PROBLEM STATEMENT:
Rewrite the lines below, putting "out-of-focus background" wherever "blurred background" appears and changing nothing else. Omit the pictures from your answer.

DATA SECTION:
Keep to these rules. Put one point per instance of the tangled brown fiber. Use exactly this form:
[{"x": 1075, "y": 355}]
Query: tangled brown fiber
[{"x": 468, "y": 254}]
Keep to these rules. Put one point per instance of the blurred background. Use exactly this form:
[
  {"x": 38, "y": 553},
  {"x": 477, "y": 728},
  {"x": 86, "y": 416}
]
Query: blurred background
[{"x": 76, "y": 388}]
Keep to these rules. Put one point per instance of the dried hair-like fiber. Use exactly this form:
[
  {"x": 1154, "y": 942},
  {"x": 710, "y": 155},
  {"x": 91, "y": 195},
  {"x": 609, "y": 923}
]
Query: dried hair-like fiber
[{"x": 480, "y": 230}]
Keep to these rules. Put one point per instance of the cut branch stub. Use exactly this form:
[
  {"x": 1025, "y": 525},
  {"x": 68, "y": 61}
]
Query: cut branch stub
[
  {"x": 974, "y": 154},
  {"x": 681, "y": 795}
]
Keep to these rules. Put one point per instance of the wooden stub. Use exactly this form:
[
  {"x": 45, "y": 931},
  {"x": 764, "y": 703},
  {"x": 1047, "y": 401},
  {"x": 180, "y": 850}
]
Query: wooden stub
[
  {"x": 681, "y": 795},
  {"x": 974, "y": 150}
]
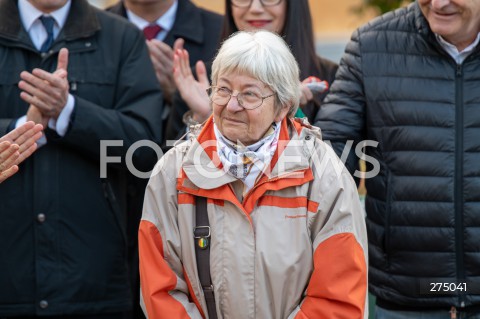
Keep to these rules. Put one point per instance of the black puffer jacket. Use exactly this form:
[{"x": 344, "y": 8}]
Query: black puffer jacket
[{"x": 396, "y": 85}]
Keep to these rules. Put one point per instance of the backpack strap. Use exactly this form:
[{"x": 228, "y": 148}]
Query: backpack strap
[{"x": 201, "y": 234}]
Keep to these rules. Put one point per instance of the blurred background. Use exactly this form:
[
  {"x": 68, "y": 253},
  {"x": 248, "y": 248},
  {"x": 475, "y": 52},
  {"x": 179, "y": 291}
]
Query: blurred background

THE ANSWER:
Keep to these rules. Put one point per instance of the tangled brown fiber. Use exactly this form:
[{"x": 1075, "y": 355}]
Query: tangled brown fiber
[{"x": 468, "y": 254}]
Keep to these rules. Put one point per instance of the out-of-focus background. Use exactly this form:
[
  {"x": 38, "y": 553},
  {"x": 477, "y": 728},
  {"x": 86, "y": 416}
]
Query: out-of-focus background
[{"x": 76, "y": 388}]
Keep to these rules. Put one point per instance of the dried hair-like fiber. Use exactly this form:
[
  {"x": 1154, "y": 942},
  {"x": 710, "y": 155},
  {"x": 91, "y": 195},
  {"x": 609, "y": 923}
]
Query: dried hair-like fiber
[{"x": 480, "y": 230}]
Keep to these rules. Put one point per instance of the cut branch stub. Use exactly this form:
[
  {"x": 1025, "y": 525},
  {"x": 68, "y": 61}
]
Query: cut branch stub
[
  {"x": 974, "y": 154},
  {"x": 681, "y": 795}
]
Keep to these rules. Put one point per instance of the wooden stub. Use exactly this form:
[
  {"x": 45, "y": 931},
  {"x": 764, "y": 703},
  {"x": 1047, "y": 401},
  {"x": 180, "y": 850}
]
Query: wooden stub
[
  {"x": 681, "y": 795},
  {"x": 974, "y": 150}
]
Keep to these rules. Put one point per instance of the black puffer jacket. Use exactly this form:
[{"x": 344, "y": 8}]
Query: black puffer jacket
[{"x": 396, "y": 85}]
Keep to these rules. Put one point per instance of the backpack strap. Use exactly this form:
[{"x": 228, "y": 148}]
Query: backpack strap
[{"x": 201, "y": 234}]
Keep to these rules. Put one point per instance of the out-of-focus background. Use exactly this form:
[
  {"x": 68, "y": 253},
  {"x": 248, "y": 248},
  {"x": 475, "y": 52},
  {"x": 179, "y": 291}
]
Query: out-of-focus background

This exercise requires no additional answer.